TASK TO CARRY OUT
Extract every line of the data below that contains the string "water", matching uppercase and lowercase exactly.

start

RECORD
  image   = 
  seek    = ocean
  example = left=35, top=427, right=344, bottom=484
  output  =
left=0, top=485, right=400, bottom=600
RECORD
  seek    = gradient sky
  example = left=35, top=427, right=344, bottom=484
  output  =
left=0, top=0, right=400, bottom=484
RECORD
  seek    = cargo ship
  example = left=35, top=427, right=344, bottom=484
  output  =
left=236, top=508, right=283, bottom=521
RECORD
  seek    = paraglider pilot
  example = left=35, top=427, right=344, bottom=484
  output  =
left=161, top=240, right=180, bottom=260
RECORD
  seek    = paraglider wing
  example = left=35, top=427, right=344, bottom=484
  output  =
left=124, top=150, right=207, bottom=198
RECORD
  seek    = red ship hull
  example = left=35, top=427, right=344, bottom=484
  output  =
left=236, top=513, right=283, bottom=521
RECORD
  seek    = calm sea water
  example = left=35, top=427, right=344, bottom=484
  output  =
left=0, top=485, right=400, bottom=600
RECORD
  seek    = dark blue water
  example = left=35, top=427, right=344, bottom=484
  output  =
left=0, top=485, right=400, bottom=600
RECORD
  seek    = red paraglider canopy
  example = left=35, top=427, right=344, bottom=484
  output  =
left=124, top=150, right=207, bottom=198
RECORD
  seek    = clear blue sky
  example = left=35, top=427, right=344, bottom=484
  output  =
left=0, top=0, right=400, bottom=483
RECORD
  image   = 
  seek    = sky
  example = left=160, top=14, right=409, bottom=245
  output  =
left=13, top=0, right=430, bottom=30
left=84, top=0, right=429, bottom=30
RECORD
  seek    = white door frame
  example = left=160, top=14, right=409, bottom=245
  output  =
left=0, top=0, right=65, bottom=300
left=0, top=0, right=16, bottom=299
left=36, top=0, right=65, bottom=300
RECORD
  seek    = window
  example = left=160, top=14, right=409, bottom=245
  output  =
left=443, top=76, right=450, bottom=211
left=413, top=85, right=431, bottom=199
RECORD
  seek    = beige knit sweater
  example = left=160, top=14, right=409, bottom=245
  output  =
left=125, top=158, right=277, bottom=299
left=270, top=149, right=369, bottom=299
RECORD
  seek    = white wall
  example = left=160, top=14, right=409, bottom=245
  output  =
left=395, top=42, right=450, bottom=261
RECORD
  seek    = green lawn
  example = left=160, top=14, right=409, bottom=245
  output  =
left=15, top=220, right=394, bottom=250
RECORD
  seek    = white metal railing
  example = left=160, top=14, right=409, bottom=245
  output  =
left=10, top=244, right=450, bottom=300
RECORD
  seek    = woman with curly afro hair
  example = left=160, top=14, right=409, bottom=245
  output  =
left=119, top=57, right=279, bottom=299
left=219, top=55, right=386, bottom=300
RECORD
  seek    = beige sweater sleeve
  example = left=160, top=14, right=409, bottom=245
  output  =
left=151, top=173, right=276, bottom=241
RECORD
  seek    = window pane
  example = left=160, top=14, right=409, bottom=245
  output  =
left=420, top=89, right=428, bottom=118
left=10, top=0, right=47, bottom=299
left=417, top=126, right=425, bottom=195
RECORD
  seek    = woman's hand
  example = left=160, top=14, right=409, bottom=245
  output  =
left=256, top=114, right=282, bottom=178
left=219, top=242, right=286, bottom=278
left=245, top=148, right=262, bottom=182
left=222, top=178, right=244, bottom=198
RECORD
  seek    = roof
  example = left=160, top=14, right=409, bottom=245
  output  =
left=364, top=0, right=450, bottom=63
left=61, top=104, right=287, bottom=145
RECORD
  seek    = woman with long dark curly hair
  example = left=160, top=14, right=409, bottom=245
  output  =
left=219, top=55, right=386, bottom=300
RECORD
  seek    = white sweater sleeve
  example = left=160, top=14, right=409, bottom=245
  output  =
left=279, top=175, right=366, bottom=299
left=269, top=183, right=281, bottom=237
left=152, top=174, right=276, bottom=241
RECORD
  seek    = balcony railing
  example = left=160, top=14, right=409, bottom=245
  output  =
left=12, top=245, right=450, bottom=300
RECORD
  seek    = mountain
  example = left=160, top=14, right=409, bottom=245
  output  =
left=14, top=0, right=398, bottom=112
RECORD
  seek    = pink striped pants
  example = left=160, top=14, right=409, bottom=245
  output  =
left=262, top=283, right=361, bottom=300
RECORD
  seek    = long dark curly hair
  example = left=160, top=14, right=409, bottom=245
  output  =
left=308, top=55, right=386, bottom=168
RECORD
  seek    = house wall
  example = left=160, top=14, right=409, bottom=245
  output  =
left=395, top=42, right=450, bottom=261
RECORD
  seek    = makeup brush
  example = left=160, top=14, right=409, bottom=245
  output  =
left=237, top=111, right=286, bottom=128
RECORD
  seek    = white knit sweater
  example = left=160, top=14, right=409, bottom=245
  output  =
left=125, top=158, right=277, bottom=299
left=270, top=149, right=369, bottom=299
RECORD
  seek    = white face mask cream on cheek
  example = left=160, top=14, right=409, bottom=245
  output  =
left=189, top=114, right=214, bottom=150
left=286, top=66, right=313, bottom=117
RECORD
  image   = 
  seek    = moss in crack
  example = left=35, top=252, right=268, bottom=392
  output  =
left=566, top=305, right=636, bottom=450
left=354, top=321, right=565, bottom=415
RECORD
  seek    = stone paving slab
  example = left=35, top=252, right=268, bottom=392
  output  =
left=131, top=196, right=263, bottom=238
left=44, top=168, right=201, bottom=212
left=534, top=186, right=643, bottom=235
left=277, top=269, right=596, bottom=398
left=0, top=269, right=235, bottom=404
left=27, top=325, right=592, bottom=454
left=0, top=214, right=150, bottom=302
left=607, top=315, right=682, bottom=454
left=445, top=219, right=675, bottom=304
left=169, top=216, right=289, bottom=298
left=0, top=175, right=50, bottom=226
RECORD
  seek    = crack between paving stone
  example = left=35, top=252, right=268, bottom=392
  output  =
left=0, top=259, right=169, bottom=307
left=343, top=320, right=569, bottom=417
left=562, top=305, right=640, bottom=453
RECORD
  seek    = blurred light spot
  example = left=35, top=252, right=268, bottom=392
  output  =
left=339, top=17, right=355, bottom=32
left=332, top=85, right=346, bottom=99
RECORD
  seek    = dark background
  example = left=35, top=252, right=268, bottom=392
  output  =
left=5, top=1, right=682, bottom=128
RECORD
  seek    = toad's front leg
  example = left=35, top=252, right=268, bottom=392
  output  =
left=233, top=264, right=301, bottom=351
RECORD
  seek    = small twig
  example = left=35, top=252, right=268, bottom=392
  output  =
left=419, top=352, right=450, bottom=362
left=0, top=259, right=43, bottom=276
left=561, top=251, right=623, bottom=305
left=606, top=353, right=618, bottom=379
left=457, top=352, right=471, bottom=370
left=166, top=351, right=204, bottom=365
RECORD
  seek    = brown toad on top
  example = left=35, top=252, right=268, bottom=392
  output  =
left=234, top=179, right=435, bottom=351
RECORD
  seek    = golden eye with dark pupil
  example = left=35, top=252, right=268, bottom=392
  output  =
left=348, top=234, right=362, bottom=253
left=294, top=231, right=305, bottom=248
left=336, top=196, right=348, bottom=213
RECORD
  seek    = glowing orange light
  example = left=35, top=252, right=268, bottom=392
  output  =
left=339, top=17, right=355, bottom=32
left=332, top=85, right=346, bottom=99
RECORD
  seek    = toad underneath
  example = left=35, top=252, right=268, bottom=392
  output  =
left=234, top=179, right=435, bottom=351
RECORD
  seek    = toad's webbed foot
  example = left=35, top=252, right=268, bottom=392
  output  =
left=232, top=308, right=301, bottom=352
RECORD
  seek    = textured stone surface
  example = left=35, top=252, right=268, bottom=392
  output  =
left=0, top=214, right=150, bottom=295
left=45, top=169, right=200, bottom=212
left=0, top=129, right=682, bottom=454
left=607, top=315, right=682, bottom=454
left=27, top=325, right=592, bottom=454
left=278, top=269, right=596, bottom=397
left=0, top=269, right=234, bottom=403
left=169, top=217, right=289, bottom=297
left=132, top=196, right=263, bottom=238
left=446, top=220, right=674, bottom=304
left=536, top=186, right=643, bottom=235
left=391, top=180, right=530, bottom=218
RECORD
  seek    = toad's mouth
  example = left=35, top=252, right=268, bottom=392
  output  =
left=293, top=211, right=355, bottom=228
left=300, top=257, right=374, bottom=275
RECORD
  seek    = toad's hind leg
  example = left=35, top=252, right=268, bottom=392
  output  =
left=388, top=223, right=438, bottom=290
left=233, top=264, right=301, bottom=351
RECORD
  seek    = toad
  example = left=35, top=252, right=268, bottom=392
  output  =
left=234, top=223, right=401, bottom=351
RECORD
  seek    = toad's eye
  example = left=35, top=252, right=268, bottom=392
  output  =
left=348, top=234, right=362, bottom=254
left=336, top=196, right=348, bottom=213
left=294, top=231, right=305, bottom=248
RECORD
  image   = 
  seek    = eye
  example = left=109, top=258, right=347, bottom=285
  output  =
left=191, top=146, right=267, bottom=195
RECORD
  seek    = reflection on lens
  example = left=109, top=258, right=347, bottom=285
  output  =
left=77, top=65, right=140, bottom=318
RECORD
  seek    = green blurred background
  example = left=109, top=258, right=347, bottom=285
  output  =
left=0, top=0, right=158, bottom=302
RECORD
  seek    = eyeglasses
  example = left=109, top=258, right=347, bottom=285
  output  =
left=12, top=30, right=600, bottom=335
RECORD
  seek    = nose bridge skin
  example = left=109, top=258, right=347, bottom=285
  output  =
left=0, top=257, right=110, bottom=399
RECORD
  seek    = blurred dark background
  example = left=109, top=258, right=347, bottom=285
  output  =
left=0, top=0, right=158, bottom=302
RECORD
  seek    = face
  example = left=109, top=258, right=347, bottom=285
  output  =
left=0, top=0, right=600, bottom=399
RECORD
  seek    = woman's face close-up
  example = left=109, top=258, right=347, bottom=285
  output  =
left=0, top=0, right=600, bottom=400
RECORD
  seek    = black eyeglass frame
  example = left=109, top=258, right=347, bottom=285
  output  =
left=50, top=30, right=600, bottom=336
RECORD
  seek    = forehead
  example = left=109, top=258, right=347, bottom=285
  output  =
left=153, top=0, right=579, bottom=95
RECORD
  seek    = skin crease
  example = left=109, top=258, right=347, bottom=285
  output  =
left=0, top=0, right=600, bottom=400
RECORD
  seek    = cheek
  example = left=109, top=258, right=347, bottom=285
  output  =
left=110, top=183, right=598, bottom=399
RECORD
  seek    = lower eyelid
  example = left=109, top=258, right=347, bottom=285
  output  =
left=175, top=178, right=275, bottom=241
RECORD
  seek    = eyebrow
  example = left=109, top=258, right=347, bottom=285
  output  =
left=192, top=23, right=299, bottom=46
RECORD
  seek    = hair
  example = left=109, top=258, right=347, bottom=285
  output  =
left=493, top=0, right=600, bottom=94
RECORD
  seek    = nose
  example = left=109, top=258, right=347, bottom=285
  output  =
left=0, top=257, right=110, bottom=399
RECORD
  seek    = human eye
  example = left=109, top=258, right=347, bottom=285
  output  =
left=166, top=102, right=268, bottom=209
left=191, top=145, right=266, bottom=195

end

SOLUTION TO THIS TASK
  seek    = calm sea water
  seek    = dark blue water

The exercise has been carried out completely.